**Text excerpt:**
The University of California, Santa Cruz, has established a new Department of Biomolecular Engineering within the Baskin School of Engineering. The department is the new home for UCSC's renowned programs in bioinformatics, and includes faculty and researchers with interests in nanotechnology, protein engineering, and DNA microarrays (also known as "gene chips").
The department's unique interdisciplinary blend of engineering, computer science, biology, and chemistry represents a powerful new approach to biomedical discovery, said David Deamer, a professor of chemistry and biochemistry and acting chair of the new department.
"We are the only department like this in the country. Our faculty are interested in biomolecules, genomics, nanotechnology, and biomedical applications, with a strong emphasis on computational approaches in their research," Deamer said.
The department's senior faculty include David Haussler, a Howard Hughes Medical Institute investigator and director of UCSC's Center for Biomolecular Science and Engineering, and Kevin Karplus, director of the engineering school's undergraduate and graduate programs in bioinformatics. Haussler and Karplus are both leaders in the field of bioinformatics, which applies computational techniques to complex problems in molecular biology. They transferred to the new department from computer science and computer engineering, respectively. Another bioinformatics expert, professor of computer engineering Richard Hughey, will also be affiliated with the new Department of Biomolecular Engineering as a consulting faculty member.
In addition to the bioinformatics programs, plans for the department include the establishment of new undergraduate and graduate degree programs in biomolecular engineering. Karplus emphasized that the department is not concerned with conventional "biomedical engineering," such as the development of prosthetic devices. Rather, biomolecular engineering refers to engineering "of, with, or for biological molecules," he said.
Examples include protein engineering (the computational design of proteins to enhance or modify their functions), the development of sensors that integrate biomolecules with electronic components, and new laboratory devices and analytical tools for studying gene regulation, protein expression, and other complex biological systems.

**Work order 1:** Duplicate the passage of the article on UCSC's new biomolecular engineering department starting at "In addition to" and ending at "complex biological systems.".
**Work order 2:** In the article on UCSC's new biomolecular engineering department, who is the acting chair of the department?
**Work order 3:** Write the next part of the article on UCSC's new biomolecular engineering department, picking up after its last sentence.

**Data section:**
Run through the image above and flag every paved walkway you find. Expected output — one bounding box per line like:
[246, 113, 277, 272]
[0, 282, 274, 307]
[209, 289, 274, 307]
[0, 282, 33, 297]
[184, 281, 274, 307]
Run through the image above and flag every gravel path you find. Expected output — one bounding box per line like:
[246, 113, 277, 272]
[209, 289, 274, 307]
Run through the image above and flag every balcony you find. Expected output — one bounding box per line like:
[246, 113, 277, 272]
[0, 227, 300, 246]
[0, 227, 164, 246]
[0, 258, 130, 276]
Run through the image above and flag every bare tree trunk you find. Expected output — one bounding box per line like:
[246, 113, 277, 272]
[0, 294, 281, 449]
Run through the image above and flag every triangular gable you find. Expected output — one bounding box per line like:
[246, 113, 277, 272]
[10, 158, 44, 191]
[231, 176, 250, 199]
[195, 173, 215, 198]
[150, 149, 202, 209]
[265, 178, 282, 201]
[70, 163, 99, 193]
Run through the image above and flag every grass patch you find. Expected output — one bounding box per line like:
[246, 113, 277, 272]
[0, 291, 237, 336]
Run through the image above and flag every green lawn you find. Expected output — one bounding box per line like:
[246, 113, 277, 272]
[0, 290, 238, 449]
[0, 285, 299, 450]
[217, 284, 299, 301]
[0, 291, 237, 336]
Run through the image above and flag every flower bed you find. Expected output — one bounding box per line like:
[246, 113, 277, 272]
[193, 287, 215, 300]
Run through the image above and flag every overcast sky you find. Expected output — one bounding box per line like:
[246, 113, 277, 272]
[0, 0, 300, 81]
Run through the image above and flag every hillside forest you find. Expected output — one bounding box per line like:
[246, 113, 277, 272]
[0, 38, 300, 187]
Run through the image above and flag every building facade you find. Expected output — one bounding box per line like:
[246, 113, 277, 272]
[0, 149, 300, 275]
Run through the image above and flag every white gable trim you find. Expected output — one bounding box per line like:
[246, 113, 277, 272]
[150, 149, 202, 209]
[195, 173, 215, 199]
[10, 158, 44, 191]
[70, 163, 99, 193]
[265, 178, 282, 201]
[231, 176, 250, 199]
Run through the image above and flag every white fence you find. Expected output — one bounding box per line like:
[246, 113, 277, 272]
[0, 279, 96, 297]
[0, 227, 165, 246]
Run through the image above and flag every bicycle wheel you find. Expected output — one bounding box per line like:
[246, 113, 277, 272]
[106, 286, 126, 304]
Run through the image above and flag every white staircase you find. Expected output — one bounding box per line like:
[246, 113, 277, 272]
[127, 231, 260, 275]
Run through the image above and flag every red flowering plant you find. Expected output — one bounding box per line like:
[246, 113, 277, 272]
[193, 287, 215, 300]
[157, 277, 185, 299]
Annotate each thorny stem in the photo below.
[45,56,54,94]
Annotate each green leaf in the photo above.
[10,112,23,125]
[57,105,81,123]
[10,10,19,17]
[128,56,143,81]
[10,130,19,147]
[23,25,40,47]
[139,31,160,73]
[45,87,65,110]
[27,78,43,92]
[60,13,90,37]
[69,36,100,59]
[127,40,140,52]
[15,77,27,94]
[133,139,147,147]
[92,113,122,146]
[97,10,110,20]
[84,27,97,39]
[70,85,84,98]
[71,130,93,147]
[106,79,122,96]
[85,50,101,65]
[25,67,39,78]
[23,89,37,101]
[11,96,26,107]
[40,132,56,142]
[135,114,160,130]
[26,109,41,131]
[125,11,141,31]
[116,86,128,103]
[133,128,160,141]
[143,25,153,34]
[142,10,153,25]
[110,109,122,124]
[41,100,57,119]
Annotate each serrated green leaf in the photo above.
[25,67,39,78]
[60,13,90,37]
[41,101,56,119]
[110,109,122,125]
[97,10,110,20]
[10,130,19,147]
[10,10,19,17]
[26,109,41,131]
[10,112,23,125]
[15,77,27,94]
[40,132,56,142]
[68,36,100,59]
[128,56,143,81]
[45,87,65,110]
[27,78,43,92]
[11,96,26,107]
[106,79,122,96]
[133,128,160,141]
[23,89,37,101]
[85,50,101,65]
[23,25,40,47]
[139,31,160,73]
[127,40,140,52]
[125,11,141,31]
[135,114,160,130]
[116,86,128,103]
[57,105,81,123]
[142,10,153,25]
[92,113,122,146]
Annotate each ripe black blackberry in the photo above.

**Expected output 1:**
In addition to the bioinformatics programs, plans for the department include the establishment of new undergraduate and graduate degree programs in biomolecular engineering. Karplus emphasized that the department is not concerned with conventional "biomedical engineering," such as the development of prosthetic devices. Rather, biomolecular engineering refers to engineering "of, with, or for biological molecules," he said.
Examples include protein engineering (the computational design of proteins to enhance or modify their functions), the development of sensors that integrate biomolecules with electronic components, and new laboratory devices and analytical tools for studying gene regulation, protein expression, and other complex biological systems.

**Expected output 2:** David Deamer, a professor of chemistry and biochemistry.

**Expected output 3:**
One project that illustrates several aspects of biomolecular engineering is the nanopore analytical instrument being developed by research scientist Mark Akeson with Deamer, Haussler, and their students. The nanopore instrument is built around a membrane containing a tiny hole just a few nanometers in diameter (a nanometer is one-billionth of a meter). An electrical field drives single molecules such as DNA through the nanopore. As a molecule enters the pore, it produces an electrical signal that provides information about its concentration, identity, and composition. The pore itself is a naturally occurring bacterial toxin made of self-assembling protein molecules. Potential applications of the nanopore device include ultrarapid DNA sequencing.
"Mark Akeson's research on nanopore analysis is a good example of the kind of research we are calling biomolecular engineering. It involves biomolecules and has clear biomedical applications; we are using computer algorithms to analyze the information we get from it; it has nanoscale elements; and, of course, it is engineering because we are developing a new technology," Deamer said.
Several new faculty members have been recruited in recent years to join the fledgling department. They include Assistant Professors Todd Lowe, Carol Rohl, and Joshua Stuart. Lowe, who won a prestigious Sloan Research Fellowship last year, uses DNA microarrays and combines computational and experimental approaches in his research on gene expression and comparative genomics. Rohl's research interests include protein structure prediction and protein engineering. Stuart's interests include DNA microarray analysis, genome-wide analysis of gene regulation, and comparative functional genomics.
Recruitment is currently under way for a permanent chair of the new department. The new department chair will also become the first holder of an endowed chair in biomolecular engineering funded by a major gift last year from Jack Baskin, a retired engineer and a leading philanthropist in the Santa Cruz community.
Long-range plans for the Department of Biomolecular Engineering include the hiring of additional faculty over the next several years for an eventual total of 14 faculty members.
The interdisciplinary focus of the department will foster collaboration with other departments in the School of Engineering and in the Division of the Physical and Biological Sciences, Deamer said.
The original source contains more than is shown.